**Short task**
Convert every line of the material into a JSON list of strings, with one string per line and no entries for blank lines.

Some records
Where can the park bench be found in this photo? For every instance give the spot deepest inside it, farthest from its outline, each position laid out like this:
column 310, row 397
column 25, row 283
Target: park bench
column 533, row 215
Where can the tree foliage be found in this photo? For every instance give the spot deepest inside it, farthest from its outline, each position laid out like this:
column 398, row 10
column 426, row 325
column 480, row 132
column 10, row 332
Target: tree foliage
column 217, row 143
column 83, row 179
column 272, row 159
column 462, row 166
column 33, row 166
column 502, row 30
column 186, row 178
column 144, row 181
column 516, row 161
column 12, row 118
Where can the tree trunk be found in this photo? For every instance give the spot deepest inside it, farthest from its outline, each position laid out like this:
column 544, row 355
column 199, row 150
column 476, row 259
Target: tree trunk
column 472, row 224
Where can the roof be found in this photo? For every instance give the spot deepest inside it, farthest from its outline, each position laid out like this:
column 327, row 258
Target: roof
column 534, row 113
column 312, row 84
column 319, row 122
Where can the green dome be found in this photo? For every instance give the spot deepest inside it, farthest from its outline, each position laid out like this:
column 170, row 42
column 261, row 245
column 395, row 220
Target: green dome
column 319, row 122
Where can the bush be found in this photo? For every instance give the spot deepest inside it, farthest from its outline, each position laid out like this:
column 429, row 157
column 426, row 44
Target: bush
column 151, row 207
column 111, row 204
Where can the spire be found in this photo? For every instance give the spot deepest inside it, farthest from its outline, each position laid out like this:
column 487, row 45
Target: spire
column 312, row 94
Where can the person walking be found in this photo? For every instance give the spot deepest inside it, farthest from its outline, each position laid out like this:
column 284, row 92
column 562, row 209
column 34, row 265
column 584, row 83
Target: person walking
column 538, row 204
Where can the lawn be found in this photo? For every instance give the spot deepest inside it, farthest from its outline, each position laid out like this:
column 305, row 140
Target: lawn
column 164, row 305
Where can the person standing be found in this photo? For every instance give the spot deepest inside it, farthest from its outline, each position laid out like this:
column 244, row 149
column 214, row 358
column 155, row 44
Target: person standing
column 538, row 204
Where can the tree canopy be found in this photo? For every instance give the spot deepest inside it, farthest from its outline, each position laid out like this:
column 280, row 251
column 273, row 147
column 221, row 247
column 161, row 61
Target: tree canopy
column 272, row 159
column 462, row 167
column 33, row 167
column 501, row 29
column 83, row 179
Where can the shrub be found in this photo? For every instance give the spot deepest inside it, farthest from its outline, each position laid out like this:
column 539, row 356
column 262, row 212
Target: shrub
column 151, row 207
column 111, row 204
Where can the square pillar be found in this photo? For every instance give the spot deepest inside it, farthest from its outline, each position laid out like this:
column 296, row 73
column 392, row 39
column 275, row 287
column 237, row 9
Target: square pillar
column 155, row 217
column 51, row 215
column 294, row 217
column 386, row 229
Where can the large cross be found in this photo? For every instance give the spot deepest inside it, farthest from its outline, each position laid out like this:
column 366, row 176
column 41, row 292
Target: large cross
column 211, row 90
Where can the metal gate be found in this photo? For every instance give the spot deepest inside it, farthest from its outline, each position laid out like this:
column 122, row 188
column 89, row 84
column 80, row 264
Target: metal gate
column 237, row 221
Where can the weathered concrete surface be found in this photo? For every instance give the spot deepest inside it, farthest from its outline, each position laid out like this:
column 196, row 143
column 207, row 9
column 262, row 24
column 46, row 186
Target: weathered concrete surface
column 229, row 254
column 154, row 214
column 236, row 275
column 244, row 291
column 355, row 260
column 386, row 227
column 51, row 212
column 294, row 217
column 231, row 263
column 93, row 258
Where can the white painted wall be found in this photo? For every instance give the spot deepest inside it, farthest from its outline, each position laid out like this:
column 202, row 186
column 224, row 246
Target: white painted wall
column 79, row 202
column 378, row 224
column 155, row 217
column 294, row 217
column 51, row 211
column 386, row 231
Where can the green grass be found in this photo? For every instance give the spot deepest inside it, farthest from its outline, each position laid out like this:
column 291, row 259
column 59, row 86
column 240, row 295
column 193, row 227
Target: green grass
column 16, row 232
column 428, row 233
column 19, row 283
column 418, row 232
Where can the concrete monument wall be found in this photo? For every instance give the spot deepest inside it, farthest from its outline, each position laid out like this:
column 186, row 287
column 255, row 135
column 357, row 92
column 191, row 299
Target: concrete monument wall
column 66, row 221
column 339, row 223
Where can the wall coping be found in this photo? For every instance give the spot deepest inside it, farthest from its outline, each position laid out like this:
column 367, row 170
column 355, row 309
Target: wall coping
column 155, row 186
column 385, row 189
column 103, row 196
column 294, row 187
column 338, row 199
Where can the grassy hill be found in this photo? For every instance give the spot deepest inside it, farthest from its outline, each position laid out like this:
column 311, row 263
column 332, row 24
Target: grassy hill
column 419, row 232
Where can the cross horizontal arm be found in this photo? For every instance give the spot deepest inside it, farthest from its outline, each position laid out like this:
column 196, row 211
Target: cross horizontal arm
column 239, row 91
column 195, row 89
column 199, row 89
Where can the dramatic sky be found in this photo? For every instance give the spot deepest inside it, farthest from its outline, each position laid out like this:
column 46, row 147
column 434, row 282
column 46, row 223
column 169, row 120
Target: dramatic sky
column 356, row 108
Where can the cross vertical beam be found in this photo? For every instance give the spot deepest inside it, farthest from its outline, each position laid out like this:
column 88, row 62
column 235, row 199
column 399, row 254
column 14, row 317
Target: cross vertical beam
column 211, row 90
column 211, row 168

**Response below**
[
  "Where can the park bench be found in this photo? For every instance give the spot deepest inside it, farthest from its outline, each position laid out like this:",
  "column 310, row 397",
  "column 25, row 283",
  "Target: park bench",
  "column 533, row 215",
  "Where can the tree foliage be found in this photo? For every instance give the spot deepest inside it, farthest from its outline, each position laid out like this:",
  "column 398, row 10",
  "column 426, row 325",
  "column 480, row 132",
  "column 10, row 332",
  "Target: tree foliage",
  "column 217, row 143",
  "column 83, row 179",
  "column 272, row 159",
  "column 462, row 166",
  "column 33, row 166",
  "column 502, row 30",
  "column 186, row 178",
  "column 144, row 181",
  "column 516, row 161",
  "column 12, row 118",
  "Where can the tree trunk be found in this photo? For every instance give the spot deepest inside it, farthest from its outline, each position laid out like this:",
  "column 544, row 355",
  "column 199, row 150",
  "column 476, row 259",
  "Target: tree trunk",
  "column 472, row 224",
  "Where can the roof be found in this photo? For every instance give the spot deepest inside it, farthest from its outline, each position laid out like this:",
  "column 327, row 258",
  "Target: roof",
  "column 534, row 113",
  "column 312, row 84",
  "column 319, row 122",
  "Where can the green dome be found in this photo? For every instance give the spot deepest inside it, farthest from its outline, each position laid out like this:",
  "column 170, row 42",
  "column 261, row 245",
  "column 395, row 220",
  "Target: green dome",
  "column 319, row 122",
  "Where can the bush be found in this photo? For every instance give the spot deepest inside it, farthest from its outline, each position laid out like this:",
  "column 429, row 157",
  "column 426, row 44",
  "Target: bush",
  "column 151, row 207",
  "column 111, row 204",
  "Where can the spire be found in this photo? For every instance give the spot deepest inside it, farthest from its outline, each position laid out like this:",
  "column 487, row 45",
  "Target: spire",
  "column 312, row 94",
  "Where can the person walking be found in this photo? For every instance give the spot deepest inside it, farthest from its outline, each position laid out like this:",
  "column 284, row 92",
  "column 562, row 209",
  "column 34, row 265",
  "column 584, row 83",
  "Target: person walking",
  "column 538, row 204",
  "Where can the lawn be found in this photo? For every instance give the spot deepest inside it, farthest from its outline, each position laid out like this:",
  "column 305, row 140",
  "Target: lawn",
  "column 164, row 305",
  "Where can the person standing be found in this photo? For every instance give the spot deepest inside it, farthest from its outline, each position laid out like this:",
  "column 244, row 149",
  "column 214, row 358",
  "column 155, row 44",
  "Target: person standing",
  "column 538, row 204",
  "Where can the tree canopy be found in this photo? For every instance give the spot deepest inside it, farthest from its outline, each position laid out like this:",
  "column 280, row 251",
  "column 273, row 147",
  "column 221, row 247",
  "column 161, row 61",
  "Target: tree canopy",
  "column 272, row 159",
  "column 462, row 167",
  "column 33, row 167",
  "column 501, row 29",
  "column 83, row 179",
  "Where can the shrub be found in this photo? For every instance give the spot deepest inside it, farthest from its outline, each position laid out like this:",
  "column 539, row 356",
  "column 262, row 212",
  "Target: shrub",
  "column 151, row 207",
  "column 111, row 204",
  "Where can the square pillar be found in this photo? For every instance give the spot deepest inside it, farthest from its outline, each position laid out like this:",
  "column 296, row 73",
  "column 392, row 39",
  "column 275, row 287",
  "column 237, row 9",
  "Target: square pillar",
  "column 155, row 217",
  "column 51, row 215",
  "column 294, row 217",
  "column 386, row 229",
  "Where can the large cross be found in this photo? For every instance give the spot deepest inside it, farthest from its outline, each position laid out like this:",
  "column 366, row 176",
  "column 41, row 292",
  "Target: large cross",
  "column 211, row 90",
  "Where can the metal gate be found in this photo? For every instance give the spot deepest inside it, farthest from its outline, each position laid out like this:",
  "column 122, row 188",
  "column 89, row 84",
  "column 80, row 264",
  "Target: metal gate",
  "column 237, row 221",
  "Where can the weathered concrete surface be found in this photo? For every instance give the spot deepest inside it, farthest from its outline, each position laid out like this:",
  "column 196, row 143",
  "column 207, row 9",
  "column 262, row 24",
  "column 46, row 186",
  "Target: weathered concrete surface",
  "column 229, row 254",
  "column 154, row 214",
  "column 236, row 275",
  "column 244, row 291",
  "column 355, row 260",
  "column 386, row 227",
  "column 51, row 212",
  "column 294, row 217",
  "column 231, row 263",
  "column 93, row 258",
  "Where can the white painted wall be found in this photo? For every instance give the spot deepest inside it, farthest from its outline, each position laid out like this:",
  "column 202, row 186",
  "column 224, row 246",
  "Target: white painted wall",
  "column 79, row 202",
  "column 378, row 224",
  "column 155, row 217",
  "column 294, row 217",
  "column 51, row 211",
  "column 386, row 231",
  "Where can the green grass be found in this photo? For every instance give the spot deepest inside it, farthest from its outline, each position laid out like this:",
  "column 291, row 259",
  "column 59, row 86",
  "column 240, row 295",
  "column 193, row 227",
  "Target: green grass",
  "column 16, row 232",
  "column 428, row 233",
  "column 19, row 283",
  "column 418, row 232",
  "Where can the concrete monument wall be found in this photo? For every instance give the spot deepest inside it, farthest from its outline, each position laid out like this:",
  "column 186, row 287",
  "column 255, row 135",
  "column 357, row 92",
  "column 191, row 299",
  "Target: concrete monument wall",
  "column 66, row 221",
  "column 339, row 223",
  "Where can the wall coping be found in this photo? For every instance give the spot deepest inside it, farthest from its outline, each position laid out like this:",
  "column 367, row 170",
  "column 355, row 309",
  "Target: wall coping",
  "column 155, row 186",
  "column 385, row 189",
  "column 103, row 196",
  "column 294, row 187",
  "column 338, row 199",
  "Where can the grassy hill be found in this photo? For every instance give the spot deepest inside it, farthest from its outline, each position laid out like this:",
  "column 311, row 263",
  "column 332, row 24",
  "Target: grassy hill",
  "column 419, row 232",
  "Where can the cross horizontal arm be found in this photo? For every instance give the spot deepest inside it, farthest from its outline, each position laid out like this:",
  "column 196, row 211",
  "Target: cross horizontal arm",
  "column 239, row 91",
  "column 195, row 89",
  "column 199, row 89",
  "Where can the dramatic sky be found in this photo? For every instance give the spot deepest inside it, farthest from its outline, each position laid out like this:",
  "column 46, row 147",
  "column 434, row 282",
  "column 46, row 223",
  "column 169, row 120",
  "Target: dramatic sky",
  "column 356, row 108",
  "Where can the cross vertical beam be found in this photo? For every instance give the spot deepest inside it, farthest from its outline, each position laid out like this:",
  "column 88, row 62",
  "column 235, row 199",
  "column 399, row 254",
  "column 14, row 317",
  "Target: cross vertical beam",
  "column 211, row 90",
  "column 211, row 168"
]